STORED ROWS:
+ + + + + + +
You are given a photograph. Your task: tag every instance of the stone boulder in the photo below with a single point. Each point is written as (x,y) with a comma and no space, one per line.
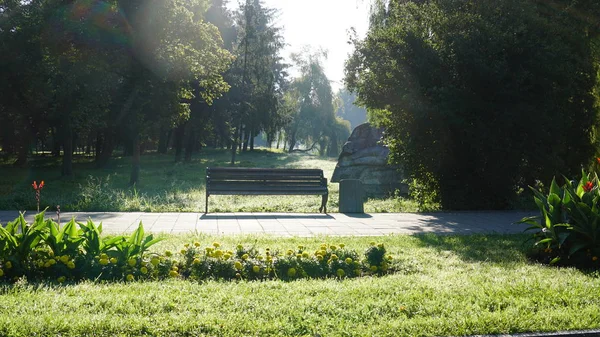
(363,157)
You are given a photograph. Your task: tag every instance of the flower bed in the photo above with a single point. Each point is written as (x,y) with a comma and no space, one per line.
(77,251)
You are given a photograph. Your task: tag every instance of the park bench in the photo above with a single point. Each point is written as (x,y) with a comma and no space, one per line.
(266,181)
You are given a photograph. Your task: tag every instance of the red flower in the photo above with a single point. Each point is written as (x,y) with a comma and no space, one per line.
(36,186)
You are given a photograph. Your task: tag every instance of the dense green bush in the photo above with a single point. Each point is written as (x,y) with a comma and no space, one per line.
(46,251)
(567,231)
+ + + + + + +
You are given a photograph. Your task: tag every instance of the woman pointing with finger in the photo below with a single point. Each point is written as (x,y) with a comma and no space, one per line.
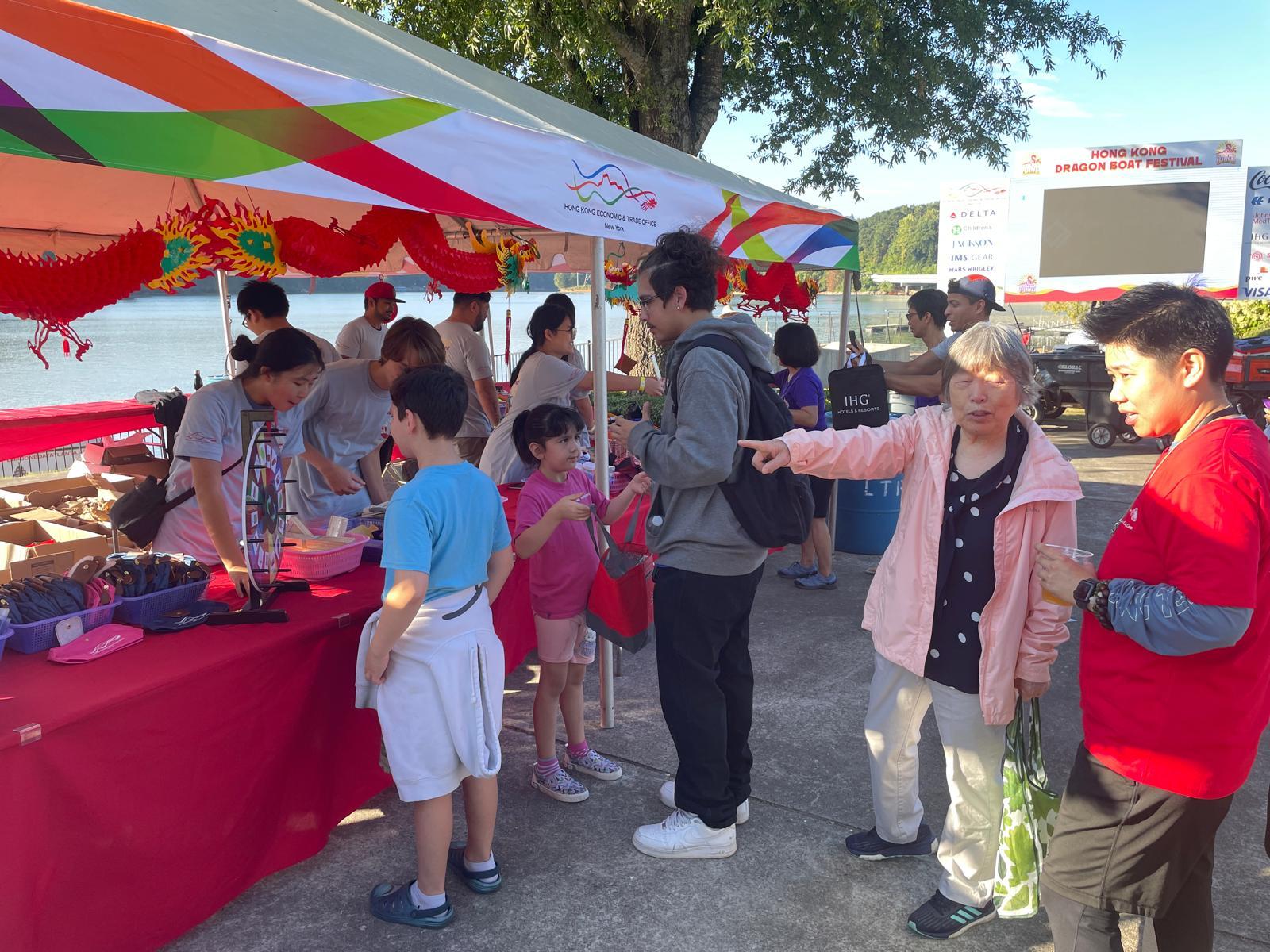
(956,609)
+ + + + + + +
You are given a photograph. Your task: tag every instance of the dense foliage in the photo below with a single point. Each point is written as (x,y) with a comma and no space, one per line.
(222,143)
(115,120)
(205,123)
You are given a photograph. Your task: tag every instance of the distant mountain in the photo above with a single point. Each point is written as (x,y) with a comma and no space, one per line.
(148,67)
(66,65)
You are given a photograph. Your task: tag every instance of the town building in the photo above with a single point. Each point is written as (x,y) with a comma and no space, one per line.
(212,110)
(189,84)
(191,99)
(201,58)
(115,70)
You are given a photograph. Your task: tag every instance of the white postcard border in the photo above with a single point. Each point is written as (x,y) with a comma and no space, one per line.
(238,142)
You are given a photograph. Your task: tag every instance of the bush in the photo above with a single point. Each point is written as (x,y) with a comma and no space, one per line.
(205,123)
+ + + + + + +
WHAT THIS TASK INVOLVES: Return every line of the entries above that contains the word "dense".

RESPONSE FOR THIS EXERCISE:
You are given a photograph. Your task: tag every instance of the dense green bush in the photo above with a single point. Each point is written as (x,y) with a comma and no space, one per line.
You are given a photograph. Your task: tag every instance of the dense foliage in the photo below with a single point. Each point is written as (x,y) with a comma and no space, one per line.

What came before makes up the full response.